Given problem 1: Duplicate the rows word for word, starting at the row that contains "Target: limestone rock face" and running down through the final row, with both of those rows included.

**** Provided passage ****

Step (II) To reach the target further, Alice applies C-NOT gates $C_{AB}^{\left(d\right)}$ ($m\oplus k_n=n$ when $i=n$) and $C_{BA}^{\left(d\right)}$ ($n\oplus k_n=m$ when $i=n$) on qubits A and B.

$$\begin{array}{c}\hfill \begin{array}{cc}\hfill |{\phi }_2{\rangle }_{ABC}^{(d)}=& C_{BA}^{(d)}{C}_{AB}^{(d)}{|{\phi }_1\rangle }_{ABC}^{(d)}\hfill \\ \hfill =& \sum _{m,n=0}^{d-1}{\lambda }_m|x_{mn}|e^{i{\theta }_{mn}}{|mnm\rangle }_{ABC}\hfill \\ \hfill =& \sum _{m=0}^{d-1}{\lambda }_m{|mm\rangle }_{AC}(\sum _{n=0}^{d-1}|x_{mn}|e^{i{\theta }_{mn}}{|n\rangle }_B).\hfill \end{array}\end{array}$$

(15)

Step (III) Next is the entanglement distribution. To establish a quantum channel between two communicators, Alice distributes qubit B to Bob. Then, an entanglement is established between these two communicators.

Step (IV) Alice implements the projective measurement on qubits A and C, then tells Bob the measurement results. Bob applies the corresponding operation on qubit B based on the measurement results of qubits A and C to reconstruct the target state (Equation (10)) Alice prepares for him. From Equation (15), the success probability of RSP is ${\sum }_{m=0}^{d-1}{\left|{\lambda }_m\right|}^2=1$.

4. Realization

The schematic diagram for transporting a polarization-encoded photon via a generally entangled channel is illustrated in Figure 2. Suppose the assignment of Alice is to facilitate Bob in preparing a polarization state of a photon: $|\phi \rangle =x_0|H\rangle +x_1|V\rangle$ (where H indicates the horizontal linear polarization and V indicates the vertical linear polarization). The polarization state of photon C is set on ${|H\rangle }_C$ initially [79,80,81,82,83]. Here, we adopt the spontaneous parametric down-conversion (SPDC) process based on nonlinear crystals to prepare the polarization entangled state of photons A and B. SPDC is a nonlinear parametric process in which a strong pump light and nonlinear crystal interact to generate a signal and an idle photon [84,85,86,87]. As the down-conversion photon owns the time, polarization, frequency, and spin entanglement, SPDC is often used to generate specific polarization entanglement states, which are the basis of the quantum information experiment and its applications [88,89,90,91,92,93,94]. After the completed preparation of the polarized entangled state and a single-photon polarized quantum state, Alice performs a C-NOT gate on the control photon A and the target photon C. Note that one auxiliary photon set in the polarized state $|H\rangle +|V\rangle$ is necessary for the performance of a faithful CNOT operation [95,96,97]. This ancilla is unconsumed in the gate operation and can be recycled for further use. Because Alice knows the prepared quantum information for Bob, she possesses the capability to apply the unitary operation $U_A^{\left(d\right)}$ associated with the information on photon A. This operation can be decomposed into a combination of Hadamard gates and phase gates [98,99,100,101,102,103]. Alice applies C-NOT gates $C_{AB}^{\left(2\right)}$ and $C_{BA}^{\left(2\right)}$ on photons A and B. Next is the entanglement distribution and measurement. The projective measurement is implemented on photons A and C, and the measurement results are sent to Bob. According to the results, Bob performs the corresponding operations $U_B^{\left(d\right)}$ on photon B to reconstruct the target state (Equation (10)). The quality of RSP is estimated by performing quantum state tomography (QST) between the prepared polarized state $|\phi \rangle =x_0|H\rangle +x_1|V\rangle$ and the obtained polarized state of photon B [104,105,106].

**** Exercise data ****

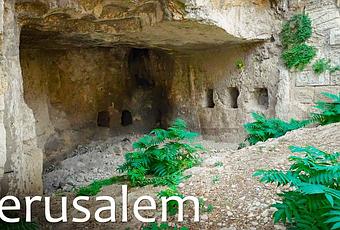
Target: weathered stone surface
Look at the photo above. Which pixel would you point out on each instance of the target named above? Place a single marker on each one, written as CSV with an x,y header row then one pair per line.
x,y
78,70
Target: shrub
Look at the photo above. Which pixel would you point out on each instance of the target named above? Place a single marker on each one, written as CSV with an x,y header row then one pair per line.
x,y
172,205
330,111
160,157
313,198
298,56
296,30
263,129
321,66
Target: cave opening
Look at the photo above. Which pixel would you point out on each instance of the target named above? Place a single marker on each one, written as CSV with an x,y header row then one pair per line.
x,y
103,119
83,93
126,118
234,93
262,97
209,99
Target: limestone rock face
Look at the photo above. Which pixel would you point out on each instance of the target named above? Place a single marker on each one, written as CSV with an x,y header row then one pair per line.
x,y
165,24
73,71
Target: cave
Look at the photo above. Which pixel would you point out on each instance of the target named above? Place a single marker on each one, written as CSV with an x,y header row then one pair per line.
x,y
78,94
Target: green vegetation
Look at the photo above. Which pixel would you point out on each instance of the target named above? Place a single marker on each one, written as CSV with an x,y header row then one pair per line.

****

Given problem 2: Write the next part of the remote state preparation passage, picking up after its last sentence.

Written reply 1:
Target: limestone rock face
Look at the photo above. Which pixel would you point out on each instance of the target named above? Place a single marker on each one, written as CSV with an x,y header row then one pair per line.
x,y
165,24
73,71
Target: cave
Look at the photo above. Which pixel would you point out on each instance of the target named above? Place a single marker on each one, written as CSV with an x,y header row then one pair per line.
x,y
78,94
Target: green vegetation
Look at the photo above. Which pixel would you point out on each instance of the target named above? Place a single marker on each one, written as CSV with an x,y header row then one pair per line.

Written reply 2:
5. Discussion

Herein, we offer an alternative solution and demonstrate a fresh RSP protocol that allows for increasing the success probability of RSP from ${2|\alpha |}^2{(|\alpha |}^2\le \frac{1}{2})$ to 100% without additional consumption of quantum resources. The perfect transfer of information encoded in quantum states demands ideal maximally entangled channels. Most attempts to improve communication efficiency involve enhancing the entanglement strength of quantum channels by investing more quantum resources. This solution requires no prior improvement of the entanglement channel. In most conventional RSP schemes [72,74,75], the probability of success is affected by the coefficients of the entanglement channel. Only when the quantum channel is in a maximally entangled state, i.e., $\left|\alpha \right|=\left|\beta \right|$, can the probability of success reach 1, as illustrated in Figure 3. However, the success probability in this project is independent of the coefficients of the quantum channel. Even if the utilized quantum channel is degraded to a non-maximally entangled one, i.e., $\left|\alpha \right|\ne \left|\beta \right|$, the success probability of RSP remains 1 and is always constant without increasing quantum resource consumption, as displayed in Figure 3. Furthermore, this ingenious protocol only craves single communication, whereas Roa’s scheme [107] needs multiple correspondences to transfer an equivalent amount of quantum information. It is unnecessary to construct multiple and repeated entanglement channels for the realization of deterministic communication assignments [108]. In addition, we adopted a more convenient measurement method of PM instead of the complex approach of positive operator-valued measurement [74]. Our generalized scheme applies to preparing quantum states of arbitrary dimensions and is not limited to the preparation of 2, 4, and 8-dimensional quantum states [109]. It is well-known that the ability of coherent manipulation of higher-dimensional quantum states is crucial for inventing advanced quantum technologies [110,111,112]. Concerning the circumscribed two-dimensional systems, higher-dimensional systems possess virtues of noise resilience in quantum communications tasks and are more efficient than lower-dimensional systems in quantum computing and simulation. Consequently, this extension transmission of realizable high-dimensional quantum states is significant for developing quantum science and technology.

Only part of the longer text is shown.